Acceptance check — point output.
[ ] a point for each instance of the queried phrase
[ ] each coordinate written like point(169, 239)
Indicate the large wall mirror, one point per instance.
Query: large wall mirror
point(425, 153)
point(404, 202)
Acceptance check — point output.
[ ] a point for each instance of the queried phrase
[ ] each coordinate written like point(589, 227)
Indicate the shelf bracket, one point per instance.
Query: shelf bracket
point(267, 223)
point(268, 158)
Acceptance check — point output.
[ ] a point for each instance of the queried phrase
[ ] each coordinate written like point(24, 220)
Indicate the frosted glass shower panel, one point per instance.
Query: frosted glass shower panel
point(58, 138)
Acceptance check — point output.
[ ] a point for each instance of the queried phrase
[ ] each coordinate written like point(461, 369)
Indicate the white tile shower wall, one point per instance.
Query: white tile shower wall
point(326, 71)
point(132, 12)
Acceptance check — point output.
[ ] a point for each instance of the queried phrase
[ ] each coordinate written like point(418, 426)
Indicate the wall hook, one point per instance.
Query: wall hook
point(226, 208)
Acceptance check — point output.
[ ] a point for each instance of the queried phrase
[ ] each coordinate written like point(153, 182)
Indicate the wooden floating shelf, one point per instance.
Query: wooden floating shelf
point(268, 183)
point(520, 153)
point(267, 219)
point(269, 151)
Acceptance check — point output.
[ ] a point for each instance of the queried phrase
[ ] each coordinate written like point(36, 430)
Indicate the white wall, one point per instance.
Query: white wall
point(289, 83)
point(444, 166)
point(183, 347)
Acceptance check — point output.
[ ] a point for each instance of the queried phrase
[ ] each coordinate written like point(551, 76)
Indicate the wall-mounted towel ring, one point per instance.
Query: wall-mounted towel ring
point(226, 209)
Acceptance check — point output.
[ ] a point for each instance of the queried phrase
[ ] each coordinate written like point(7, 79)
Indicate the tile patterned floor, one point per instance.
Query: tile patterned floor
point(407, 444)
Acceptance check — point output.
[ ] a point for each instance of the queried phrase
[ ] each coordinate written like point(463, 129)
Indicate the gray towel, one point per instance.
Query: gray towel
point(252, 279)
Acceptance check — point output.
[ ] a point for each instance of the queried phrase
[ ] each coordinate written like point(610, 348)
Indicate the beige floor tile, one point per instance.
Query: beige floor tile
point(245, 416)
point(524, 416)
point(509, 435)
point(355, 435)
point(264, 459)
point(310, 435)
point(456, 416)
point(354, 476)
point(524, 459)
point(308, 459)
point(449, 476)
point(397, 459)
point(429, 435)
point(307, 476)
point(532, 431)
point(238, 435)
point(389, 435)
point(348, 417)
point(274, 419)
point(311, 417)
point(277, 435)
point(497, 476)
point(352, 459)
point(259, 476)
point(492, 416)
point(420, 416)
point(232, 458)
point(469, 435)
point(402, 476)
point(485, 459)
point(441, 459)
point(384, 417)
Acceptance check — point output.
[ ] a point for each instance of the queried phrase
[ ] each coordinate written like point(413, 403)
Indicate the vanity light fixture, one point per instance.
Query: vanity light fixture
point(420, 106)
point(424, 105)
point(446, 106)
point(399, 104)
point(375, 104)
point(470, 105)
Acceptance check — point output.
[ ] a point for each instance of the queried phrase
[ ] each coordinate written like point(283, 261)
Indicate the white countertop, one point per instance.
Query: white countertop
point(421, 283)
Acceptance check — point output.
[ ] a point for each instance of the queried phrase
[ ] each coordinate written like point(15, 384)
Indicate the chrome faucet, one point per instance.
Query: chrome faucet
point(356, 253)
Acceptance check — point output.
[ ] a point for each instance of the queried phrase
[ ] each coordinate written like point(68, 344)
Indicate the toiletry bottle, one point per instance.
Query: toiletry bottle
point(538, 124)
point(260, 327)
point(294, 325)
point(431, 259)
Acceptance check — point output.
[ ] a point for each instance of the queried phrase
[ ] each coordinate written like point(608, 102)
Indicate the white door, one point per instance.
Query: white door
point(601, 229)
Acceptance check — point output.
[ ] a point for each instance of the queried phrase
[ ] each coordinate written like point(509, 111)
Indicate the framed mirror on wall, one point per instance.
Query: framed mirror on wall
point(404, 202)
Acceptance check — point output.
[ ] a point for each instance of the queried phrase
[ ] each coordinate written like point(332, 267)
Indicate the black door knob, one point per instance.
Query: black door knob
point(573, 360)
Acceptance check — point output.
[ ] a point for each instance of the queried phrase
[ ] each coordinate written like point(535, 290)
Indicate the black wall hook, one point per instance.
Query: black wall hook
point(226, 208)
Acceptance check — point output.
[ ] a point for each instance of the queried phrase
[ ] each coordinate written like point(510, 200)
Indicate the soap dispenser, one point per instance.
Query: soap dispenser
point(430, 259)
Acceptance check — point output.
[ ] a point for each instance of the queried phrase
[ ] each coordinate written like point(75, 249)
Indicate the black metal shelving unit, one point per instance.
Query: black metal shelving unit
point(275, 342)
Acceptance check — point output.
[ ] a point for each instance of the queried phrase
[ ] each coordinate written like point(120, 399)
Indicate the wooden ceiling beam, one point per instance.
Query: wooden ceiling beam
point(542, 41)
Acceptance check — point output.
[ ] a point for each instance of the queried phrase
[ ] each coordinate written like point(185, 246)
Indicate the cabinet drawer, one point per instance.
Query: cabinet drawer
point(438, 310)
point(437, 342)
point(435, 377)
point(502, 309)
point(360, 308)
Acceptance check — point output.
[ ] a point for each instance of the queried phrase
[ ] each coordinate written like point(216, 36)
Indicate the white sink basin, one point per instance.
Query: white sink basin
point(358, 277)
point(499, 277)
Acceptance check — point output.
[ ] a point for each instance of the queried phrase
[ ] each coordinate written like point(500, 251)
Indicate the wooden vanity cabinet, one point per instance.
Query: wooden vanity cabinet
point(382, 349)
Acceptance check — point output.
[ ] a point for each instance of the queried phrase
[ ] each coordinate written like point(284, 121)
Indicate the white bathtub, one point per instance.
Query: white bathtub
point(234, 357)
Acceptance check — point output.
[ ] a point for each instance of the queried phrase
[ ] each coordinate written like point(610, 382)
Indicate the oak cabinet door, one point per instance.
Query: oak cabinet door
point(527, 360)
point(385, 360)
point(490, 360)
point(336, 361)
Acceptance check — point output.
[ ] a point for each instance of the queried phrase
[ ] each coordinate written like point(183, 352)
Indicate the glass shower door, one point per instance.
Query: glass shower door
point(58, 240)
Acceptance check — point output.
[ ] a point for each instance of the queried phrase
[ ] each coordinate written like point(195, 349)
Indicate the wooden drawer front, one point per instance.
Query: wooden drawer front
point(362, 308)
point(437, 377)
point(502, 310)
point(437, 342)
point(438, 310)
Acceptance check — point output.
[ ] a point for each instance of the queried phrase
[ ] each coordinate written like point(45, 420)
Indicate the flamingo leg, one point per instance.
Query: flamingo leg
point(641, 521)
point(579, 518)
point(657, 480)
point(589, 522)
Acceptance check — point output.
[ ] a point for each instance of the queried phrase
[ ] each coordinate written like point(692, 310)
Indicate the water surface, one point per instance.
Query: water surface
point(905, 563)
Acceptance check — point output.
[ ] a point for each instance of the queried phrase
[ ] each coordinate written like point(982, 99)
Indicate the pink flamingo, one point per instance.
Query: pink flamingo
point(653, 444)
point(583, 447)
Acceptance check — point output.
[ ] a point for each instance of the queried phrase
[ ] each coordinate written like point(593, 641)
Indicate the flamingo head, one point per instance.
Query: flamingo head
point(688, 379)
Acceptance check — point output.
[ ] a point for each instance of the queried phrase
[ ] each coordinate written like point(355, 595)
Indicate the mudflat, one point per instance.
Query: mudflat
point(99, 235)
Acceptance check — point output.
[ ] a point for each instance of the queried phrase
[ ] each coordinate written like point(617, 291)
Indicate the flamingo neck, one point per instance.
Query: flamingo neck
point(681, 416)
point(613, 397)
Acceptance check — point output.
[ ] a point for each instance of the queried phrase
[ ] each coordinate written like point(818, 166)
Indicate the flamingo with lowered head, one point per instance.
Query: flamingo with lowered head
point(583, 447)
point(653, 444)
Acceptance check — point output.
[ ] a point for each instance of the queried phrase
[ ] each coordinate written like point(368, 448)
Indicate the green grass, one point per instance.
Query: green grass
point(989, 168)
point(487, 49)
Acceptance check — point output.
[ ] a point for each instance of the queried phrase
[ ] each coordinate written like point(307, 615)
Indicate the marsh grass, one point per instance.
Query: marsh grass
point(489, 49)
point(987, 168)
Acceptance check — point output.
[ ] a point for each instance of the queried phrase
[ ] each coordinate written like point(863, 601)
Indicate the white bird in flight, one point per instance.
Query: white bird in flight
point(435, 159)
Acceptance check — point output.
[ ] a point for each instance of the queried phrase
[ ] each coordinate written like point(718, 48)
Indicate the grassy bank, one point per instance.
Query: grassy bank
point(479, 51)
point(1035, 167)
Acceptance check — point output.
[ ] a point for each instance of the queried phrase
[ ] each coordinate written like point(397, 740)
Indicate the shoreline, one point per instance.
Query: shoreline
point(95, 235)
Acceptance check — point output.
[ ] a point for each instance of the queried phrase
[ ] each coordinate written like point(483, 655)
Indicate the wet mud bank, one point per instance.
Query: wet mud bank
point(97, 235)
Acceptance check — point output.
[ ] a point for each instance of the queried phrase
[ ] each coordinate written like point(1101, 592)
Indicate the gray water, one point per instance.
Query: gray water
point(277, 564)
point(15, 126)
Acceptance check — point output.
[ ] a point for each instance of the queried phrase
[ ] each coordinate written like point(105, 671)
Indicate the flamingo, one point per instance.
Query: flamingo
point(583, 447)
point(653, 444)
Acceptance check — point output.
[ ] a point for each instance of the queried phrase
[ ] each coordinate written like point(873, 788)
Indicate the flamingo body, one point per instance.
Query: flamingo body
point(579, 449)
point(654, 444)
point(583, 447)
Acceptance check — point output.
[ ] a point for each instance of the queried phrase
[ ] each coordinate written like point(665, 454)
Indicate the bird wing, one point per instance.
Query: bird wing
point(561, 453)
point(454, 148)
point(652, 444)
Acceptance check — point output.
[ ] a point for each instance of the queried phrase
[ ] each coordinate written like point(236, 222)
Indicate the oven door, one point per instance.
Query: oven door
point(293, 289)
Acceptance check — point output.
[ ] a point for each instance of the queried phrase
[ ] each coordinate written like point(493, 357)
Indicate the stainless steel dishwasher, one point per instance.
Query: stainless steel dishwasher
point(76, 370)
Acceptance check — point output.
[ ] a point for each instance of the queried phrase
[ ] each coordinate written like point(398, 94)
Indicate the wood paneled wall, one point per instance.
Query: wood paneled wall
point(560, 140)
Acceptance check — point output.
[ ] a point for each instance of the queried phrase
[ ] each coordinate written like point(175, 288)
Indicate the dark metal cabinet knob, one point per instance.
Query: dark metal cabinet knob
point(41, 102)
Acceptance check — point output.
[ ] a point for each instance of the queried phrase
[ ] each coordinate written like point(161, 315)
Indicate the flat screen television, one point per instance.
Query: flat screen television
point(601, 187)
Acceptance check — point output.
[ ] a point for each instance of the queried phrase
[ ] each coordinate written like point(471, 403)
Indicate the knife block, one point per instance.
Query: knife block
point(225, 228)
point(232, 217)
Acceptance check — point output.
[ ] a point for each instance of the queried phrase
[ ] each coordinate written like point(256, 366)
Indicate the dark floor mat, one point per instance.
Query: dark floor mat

▶ PROBLEM DETAILS: Copy out the rows from the first line through the line containing "point(58, 138)", both ends included, and reproduce each line without any change.

▶ THE REPLY:
Acceptance check — point output.
[ ] a point for each instance of the queried phrase
[ ] each coordinate written like point(169, 239)
Indicate the large wall mirror, one point per instance.
Query: large wall mirror
point(425, 153)
point(404, 202)
Acceptance check — point output.
[ ] a point for each instance of the queried phrase
[ ] each coordinate written like point(589, 227)
Indicate the shelf bracket, one point per instance.
Query: shelf bracket
point(267, 223)
point(268, 158)
Acceptance check — point output.
[ ] a point for each instance of the queried phrase
[ ] each coordinate written like point(24, 220)
Indicate the frosted glass shower panel, one point per instance.
Query: frosted glass shower panel
point(58, 138)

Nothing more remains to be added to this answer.